Pointing dataset records:
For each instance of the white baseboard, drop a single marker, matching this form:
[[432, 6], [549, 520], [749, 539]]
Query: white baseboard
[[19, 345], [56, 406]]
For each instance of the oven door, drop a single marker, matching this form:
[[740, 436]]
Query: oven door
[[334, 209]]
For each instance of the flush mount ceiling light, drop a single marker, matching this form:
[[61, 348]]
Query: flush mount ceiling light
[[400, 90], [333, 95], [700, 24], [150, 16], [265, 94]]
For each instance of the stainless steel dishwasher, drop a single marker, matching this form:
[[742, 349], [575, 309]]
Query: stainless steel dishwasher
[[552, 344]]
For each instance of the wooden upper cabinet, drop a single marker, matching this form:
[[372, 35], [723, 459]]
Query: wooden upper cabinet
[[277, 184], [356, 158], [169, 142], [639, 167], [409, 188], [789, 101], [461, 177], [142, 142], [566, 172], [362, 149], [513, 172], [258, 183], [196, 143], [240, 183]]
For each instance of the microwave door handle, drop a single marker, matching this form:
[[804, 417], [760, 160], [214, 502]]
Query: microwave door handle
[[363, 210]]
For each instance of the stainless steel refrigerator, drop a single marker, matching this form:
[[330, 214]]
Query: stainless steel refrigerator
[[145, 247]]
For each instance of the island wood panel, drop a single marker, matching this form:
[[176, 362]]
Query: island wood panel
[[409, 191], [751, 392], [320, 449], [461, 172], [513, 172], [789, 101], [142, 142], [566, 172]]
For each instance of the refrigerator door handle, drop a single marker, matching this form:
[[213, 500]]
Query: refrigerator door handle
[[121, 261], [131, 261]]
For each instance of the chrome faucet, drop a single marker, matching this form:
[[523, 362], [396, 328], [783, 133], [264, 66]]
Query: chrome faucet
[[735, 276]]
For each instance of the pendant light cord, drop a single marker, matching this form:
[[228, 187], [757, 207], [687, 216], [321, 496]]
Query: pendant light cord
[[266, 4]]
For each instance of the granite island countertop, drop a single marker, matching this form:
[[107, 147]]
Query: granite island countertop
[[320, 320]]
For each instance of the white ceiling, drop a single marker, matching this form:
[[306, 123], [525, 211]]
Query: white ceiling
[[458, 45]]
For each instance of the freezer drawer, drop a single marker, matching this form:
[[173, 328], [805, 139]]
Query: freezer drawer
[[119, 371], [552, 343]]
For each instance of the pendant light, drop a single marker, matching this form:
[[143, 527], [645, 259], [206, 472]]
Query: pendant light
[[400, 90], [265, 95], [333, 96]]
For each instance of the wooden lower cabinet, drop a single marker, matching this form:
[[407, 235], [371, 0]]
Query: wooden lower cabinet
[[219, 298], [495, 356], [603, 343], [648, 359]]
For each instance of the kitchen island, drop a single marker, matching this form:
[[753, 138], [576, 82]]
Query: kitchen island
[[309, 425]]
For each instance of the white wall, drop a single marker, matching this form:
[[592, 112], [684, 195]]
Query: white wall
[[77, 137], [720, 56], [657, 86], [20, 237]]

=== SET PROBLEM ===
Reproduce every line above word for word, keeping each character unchanged.

=== FULL OUTPUT ===
For each instance of the white baseboard, drop a single marker, matching this form:
[[432, 6], [549, 520], [749, 539]]
Query: white baseboard
[[19, 345], [56, 406]]
For each instance of the oven door, drop a single marker, matching this form:
[[740, 436]]
Query: oven door
[[334, 209]]
For each instance of the flush mount ceiling light, drop a single marker, matching this form:
[[61, 348]]
Query: flush mount ceiling light
[[400, 90], [333, 95], [700, 24], [150, 16], [265, 94]]
For each instance of the stainless steel dishwasher, drop a single marker, matching this form:
[[742, 349], [575, 309]]
Query: stainless steel dishwasher
[[552, 344]]
For each instance of the wooden upper cabinet, drop a single marker, matching this form:
[[372, 35], [723, 459]]
Query: wooden upper cabinet
[[277, 184], [356, 158], [169, 142], [639, 167], [409, 188], [789, 101], [461, 177], [142, 142], [566, 172], [362, 149], [513, 172], [258, 183], [196, 143], [240, 183]]
For each instance of the microwave door handle, drop a single marker, matching this form:
[[804, 417], [760, 160], [214, 502]]
Query: microwave door handle
[[363, 210]]
For each instance of the stainless steel refrigerator, drop a single marker, matching this form:
[[330, 214]]
Query: stainless steel refrigerator
[[145, 247]]
For each instance of the island wood panel, drop a single marker, matching this form:
[[176, 362]]
Query: island wood panel
[[409, 191], [751, 392], [320, 449], [461, 172], [513, 172], [789, 101], [142, 142], [566, 172]]
For each instance of the refrigerator door handle, drop a single marker, matching this form:
[[213, 500]]
Query: refrigerator door handle
[[121, 261], [131, 261]]
For each instance of the chrome faucet, drop a single marker, matching this form:
[[523, 362], [396, 328], [783, 133], [264, 66]]
Query: chrome faucet
[[735, 276]]
For each instance of the pendant light cord, drop a single marker, matching this form:
[[228, 187], [757, 207], [687, 216], [321, 496]]
Query: pendant light cord
[[266, 4]]
For each instance of the granite island countertop, drop a single marker, matching this form:
[[107, 147]]
Query: granite island countertop
[[320, 320]]
For each instance of the white ceiling, drop a single marker, matching this form:
[[306, 123], [525, 211]]
Query: white ceiling
[[458, 45]]
For each instance of the freezer drawer, drop a single marker, matching this form:
[[173, 328], [805, 139]]
Query: freezer drawer
[[119, 371], [552, 343]]
For each instance of the pendant light, drop a single marker, matching this form:
[[143, 527], [645, 259], [206, 472]]
Query: pendant light
[[400, 90], [265, 95], [333, 96]]
For each instance of the wooden lower cabinet, drop a single marker, matching this form:
[[407, 235], [371, 0]]
Query: wooden lower cabinet
[[219, 298], [495, 356], [603, 343], [648, 359]]
For each instance of the kitchen island, drop a single marker, matching this form:
[[753, 138], [576, 82]]
Query: kitchen island
[[309, 425]]
For each instance of the white wall, drop a single marker, matching this form:
[[592, 112], [684, 195]]
Query: white wall
[[77, 137], [720, 56], [657, 86], [20, 237]]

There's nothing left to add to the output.